§ Reading text:
________________________
GM said its improved performance was fueled by new products including the Chevrolet Camaro muscle car.

GM said its improved performance was fueled by new products including the Chevrolet Camaro muscle car.
General Motors Co. says it lost $1.2 billion from the time it left bankruptcy protection through Sept. 30, far better than it has reported in previous quarters and a sign that the auto giant is starting to turn around its business.
The company also says it will begin repaying $6.7 billion in U.S. government loans with a $1.2 billion payment in December. It could pay off the full amount by 2011, four years ahead of schedule.
GM said its improved performance was fueled by new products including the Chevrolet Camaro muscle car, and the Chevrolet Equinox and GMC Terrain midsize crossover vehicles. The company's top sellers through October were the Chevrolet Silverado pickup truck and Impala full-size car.
Also, GM's global presence helped the company, particularly in China, where its sales of 478,000 in the third quarter increased 6 percent over the second quarter.
"We have significantly more work to do, but today's results provide evidence of the solid foundation we are building for the new GM," CEO Fritz Henderson said in a statement.
The company cautioned that the earnings numbers mean little because they don't comply with U.S. accounting standards and cover only the part of the quarter after GM left Chapter 11 bankruptcy protection on July 10.
Even more unusual is the $79.4 billion profit the troubled automaker is reporting for the first nine days of the third quarter, when it remained under bankruptcy court protection but was able to scrap colossal amounts of debt and other obligations from its balance sheet.
"Direct comparisons are not necessarily applicable," said Chief Financial Officer Ray Young. "You can make some judgments in terms of trends," Young said.
Nonetheless, GM maintains the numbers show a company making progress, riding dramatically reduced structural costs to a far better performance than the $6 billion loss GM reported in the first quarter, the last full quarter for which its numbers met accounting standards.
________________________
§ Data section:
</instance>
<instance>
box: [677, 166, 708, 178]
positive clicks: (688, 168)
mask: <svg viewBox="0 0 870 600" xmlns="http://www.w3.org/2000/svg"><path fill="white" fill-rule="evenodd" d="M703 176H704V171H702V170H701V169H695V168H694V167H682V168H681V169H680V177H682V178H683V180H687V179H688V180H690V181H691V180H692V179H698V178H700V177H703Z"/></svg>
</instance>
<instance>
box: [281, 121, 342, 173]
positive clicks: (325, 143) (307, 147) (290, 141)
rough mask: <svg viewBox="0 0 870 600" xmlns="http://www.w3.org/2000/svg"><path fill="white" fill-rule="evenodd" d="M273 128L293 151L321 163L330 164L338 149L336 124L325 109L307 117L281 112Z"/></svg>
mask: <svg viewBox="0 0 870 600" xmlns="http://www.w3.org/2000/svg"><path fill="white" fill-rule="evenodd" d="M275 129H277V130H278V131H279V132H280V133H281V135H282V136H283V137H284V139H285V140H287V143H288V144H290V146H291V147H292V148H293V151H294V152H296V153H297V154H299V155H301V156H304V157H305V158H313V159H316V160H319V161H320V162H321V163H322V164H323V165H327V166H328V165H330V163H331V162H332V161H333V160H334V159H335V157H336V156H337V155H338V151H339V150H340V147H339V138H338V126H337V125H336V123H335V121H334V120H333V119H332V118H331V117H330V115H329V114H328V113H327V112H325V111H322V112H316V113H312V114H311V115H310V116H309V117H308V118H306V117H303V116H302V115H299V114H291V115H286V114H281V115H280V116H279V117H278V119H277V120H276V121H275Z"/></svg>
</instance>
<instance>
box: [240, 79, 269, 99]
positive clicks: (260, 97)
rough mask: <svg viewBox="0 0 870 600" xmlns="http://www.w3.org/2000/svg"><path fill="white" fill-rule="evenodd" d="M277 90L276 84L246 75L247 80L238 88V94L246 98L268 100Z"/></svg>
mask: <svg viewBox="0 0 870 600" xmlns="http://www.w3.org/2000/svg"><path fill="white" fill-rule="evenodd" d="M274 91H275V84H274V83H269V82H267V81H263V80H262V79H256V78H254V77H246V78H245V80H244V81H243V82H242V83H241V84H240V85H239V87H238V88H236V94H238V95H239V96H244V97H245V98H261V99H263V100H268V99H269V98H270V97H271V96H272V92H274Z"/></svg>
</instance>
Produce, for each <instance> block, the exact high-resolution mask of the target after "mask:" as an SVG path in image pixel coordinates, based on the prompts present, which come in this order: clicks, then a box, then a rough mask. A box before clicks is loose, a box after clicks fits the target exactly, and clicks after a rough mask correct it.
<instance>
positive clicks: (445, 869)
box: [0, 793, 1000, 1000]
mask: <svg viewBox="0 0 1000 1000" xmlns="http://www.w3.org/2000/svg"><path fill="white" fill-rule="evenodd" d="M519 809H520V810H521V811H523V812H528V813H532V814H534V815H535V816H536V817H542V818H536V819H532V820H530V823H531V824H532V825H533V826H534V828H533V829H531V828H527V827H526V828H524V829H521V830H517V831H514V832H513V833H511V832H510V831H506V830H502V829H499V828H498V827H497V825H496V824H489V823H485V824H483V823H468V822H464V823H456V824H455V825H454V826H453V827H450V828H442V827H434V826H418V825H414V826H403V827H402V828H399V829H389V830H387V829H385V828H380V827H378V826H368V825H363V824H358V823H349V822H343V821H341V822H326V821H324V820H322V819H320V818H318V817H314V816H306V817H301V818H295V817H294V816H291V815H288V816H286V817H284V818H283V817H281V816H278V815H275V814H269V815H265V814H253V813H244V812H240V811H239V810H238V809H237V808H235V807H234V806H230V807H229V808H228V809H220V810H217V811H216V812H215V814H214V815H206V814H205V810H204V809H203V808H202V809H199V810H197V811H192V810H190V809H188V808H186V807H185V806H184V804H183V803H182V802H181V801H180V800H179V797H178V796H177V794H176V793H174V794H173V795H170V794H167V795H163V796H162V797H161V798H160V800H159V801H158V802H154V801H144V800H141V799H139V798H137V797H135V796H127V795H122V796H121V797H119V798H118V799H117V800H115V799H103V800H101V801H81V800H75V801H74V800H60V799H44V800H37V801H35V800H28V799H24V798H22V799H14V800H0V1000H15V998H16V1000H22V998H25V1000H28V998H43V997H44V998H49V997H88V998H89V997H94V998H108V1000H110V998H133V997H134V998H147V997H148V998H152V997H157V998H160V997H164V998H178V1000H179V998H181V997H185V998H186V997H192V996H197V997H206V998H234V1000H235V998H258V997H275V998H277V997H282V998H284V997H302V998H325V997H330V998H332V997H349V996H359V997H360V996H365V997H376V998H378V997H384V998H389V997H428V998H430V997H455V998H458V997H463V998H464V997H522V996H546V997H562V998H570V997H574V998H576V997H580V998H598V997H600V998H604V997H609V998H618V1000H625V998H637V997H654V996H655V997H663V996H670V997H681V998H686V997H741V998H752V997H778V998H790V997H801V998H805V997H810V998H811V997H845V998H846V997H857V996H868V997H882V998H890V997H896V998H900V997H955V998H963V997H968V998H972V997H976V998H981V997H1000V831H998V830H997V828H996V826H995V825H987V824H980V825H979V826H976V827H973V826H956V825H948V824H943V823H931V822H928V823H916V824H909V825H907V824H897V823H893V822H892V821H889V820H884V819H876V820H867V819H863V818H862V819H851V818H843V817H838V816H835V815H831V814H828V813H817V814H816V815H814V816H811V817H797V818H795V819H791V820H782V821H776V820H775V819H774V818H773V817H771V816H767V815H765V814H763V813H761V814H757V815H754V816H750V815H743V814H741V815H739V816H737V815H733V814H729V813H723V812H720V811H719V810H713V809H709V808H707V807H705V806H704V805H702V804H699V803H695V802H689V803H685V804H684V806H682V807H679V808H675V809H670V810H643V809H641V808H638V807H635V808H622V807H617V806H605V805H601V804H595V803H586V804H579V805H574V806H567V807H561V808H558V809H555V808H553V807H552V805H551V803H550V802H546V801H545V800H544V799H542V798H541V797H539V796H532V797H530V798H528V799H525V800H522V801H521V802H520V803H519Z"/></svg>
________________________
§ Brief 1:
Please rewrite the paragraph of the GM earnings article that begins "The company cautioned that" as a short bulleted list, keeping its main facts.
§ Brief 2:
Write a continuation of the GM earnings article, picking up after its last paragraph.

§ Exercise output 1:
- GM warned that the earnings numbers mean little.
- The numbers don't comply with U.S. accounting standards.
- They cover only the part of the quarter after GM left Chapter 11 bankruptcy protection on July 10.

§ Exercise output 2:
GM took in $3.3 billion more cash than it spent for the third quarter, far better than the $10 billion the company burned through during the first quarter.
Its third-quarter revenue totaled $26.4 billion, also an improvement over the first quarter when it saw revenue drop nearly 50 percent from the same period in 2008 to $22.4 billion. Revenue was aided by sales boosts in July and August from the U.S. government's Cash for Clunkers rebates.
GM said its global market share was 11.9 percent in the third quarter, up three percentage points from the first half of the year. The U.S. share stayed flat for the quarter at 19.5 percent.
Many customers stayed away from GM showrooms in the first and second quarters as it headed into bankruptcy protection, fearing the company wouldn't be around to honor warranties and service their vehicles.
Young said GM accountants are in the process of cleaning up the new company's books, revaluing assets and liabilities and changes to pension and health care costs that came from bankruptcy and a new contract with the United Auto Workers union.
GM expects to meet accounting standards when it reports full-year results for fiscal 2009, but those figures probably won't be released until March as accountants go through the complex process of figuring out just how much the company is now worth.
But Young said the third-quarter results still are useful to management in spotting trends and measuring whether the company is making progress.
GM lost $78 billion from 2006 through the first quarter of this year. The gargantuan losses and debt eventually choked the company to the point where it could no longer operate without government help.
GM entered bankruptcy protection with roughly $94.7 billion in debt. It emerged with $17 billion, including the $6.7 billion owed to the U.S. government. The government has given GM a total of $52 billion, including $45.3 billion in exchange for a 61 percent equity stake in the company.
The automaker also says it will begin repaying $1.4 billion it owes to the Canadian and Ontario governments in December. The loan repayments will come from escrow accounts set up for the company by the U.S. Treasury Department and Canadian governments. GM also has paid $700 million on a $1.3 billion loan from the German government to keep GM's Opel division in operation. The balance will be repaid this month, GM said.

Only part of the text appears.